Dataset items

______________________________

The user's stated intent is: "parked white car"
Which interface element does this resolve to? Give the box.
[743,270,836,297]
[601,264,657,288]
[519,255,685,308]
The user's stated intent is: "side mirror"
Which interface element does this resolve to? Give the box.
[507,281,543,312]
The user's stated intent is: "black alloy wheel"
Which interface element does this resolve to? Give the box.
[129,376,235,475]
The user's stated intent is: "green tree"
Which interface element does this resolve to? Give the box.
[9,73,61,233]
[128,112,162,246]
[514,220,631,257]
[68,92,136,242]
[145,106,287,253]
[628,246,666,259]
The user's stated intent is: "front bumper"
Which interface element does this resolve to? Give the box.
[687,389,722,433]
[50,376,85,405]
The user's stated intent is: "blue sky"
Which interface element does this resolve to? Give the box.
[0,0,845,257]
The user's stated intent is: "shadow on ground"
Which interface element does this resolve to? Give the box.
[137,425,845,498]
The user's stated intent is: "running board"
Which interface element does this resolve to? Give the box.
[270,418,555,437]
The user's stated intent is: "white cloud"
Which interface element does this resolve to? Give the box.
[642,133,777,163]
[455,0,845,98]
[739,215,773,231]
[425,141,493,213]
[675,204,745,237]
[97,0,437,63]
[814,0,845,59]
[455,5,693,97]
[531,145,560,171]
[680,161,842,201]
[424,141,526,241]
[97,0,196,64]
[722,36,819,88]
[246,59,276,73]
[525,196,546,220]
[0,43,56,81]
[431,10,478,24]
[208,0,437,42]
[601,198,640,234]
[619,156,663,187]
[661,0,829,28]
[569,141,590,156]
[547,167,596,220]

______________________________

* **TASK TO COMPLETE**: Reproduce every line of the data above without any changes.

* **TASK RESULT**:
The user's stated intent is: "parked white car"
Which interface element does this resolve to? Give the box.
[743,270,836,297]
[601,264,657,288]
[519,255,685,308]
The user's stated intent is: "side mirror"
Which interface element does this resolve to? Give the box.
[507,281,543,312]
The user's stated intent is: "black alloy wheel"
Which interface element does this resolve to? Give the box.
[129,376,235,475]
The user's stated intent is: "green tree"
Which interface element does this resolve to? Give the box.
[9,73,61,233]
[128,112,162,246]
[514,220,631,257]
[68,92,136,242]
[145,106,287,253]
[628,246,666,259]
The user's stated intent is: "front bumper"
Which interface element does this resolve to? Give the box.
[687,389,722,433]
[50,376,85,405]
The user's stated intent is: "blue sky"
Which interface element does this resolve to? Give the box.
[0,0,845,257]
The user's stated intent is: "shadow on ground"
Which interface element does this resolve to? Give the box.
[137,425,845,498]
The user's stated intent is: "running board"
Which interface element does this resolve to? Give the box.
[270,418,555,437]
The user's stated intent is: "white cloud"
Which interface element does this resolve to? Give the box.
[642,133,777,163]
[455,0,845,98]
[739,215,773,231]
[425,141,493,213]
[675,204,745,237]
[97,0,437,63]
[814,0,845,59]
[455,5,693,97]
[531,145,560,171]
[680,161,842,201]
[424,141,526,241]
[97,0,196,64]
[722,36,819,88]
[246,59,276,73]
[525,196,546,220]
[0,43,56,81]
[431,10,478,24]
[208,0,437,42]
[601,198,640,234]
[619,156,663,187]
[661,0,829,28]
[569,141,590,156]
[547,167,596,220]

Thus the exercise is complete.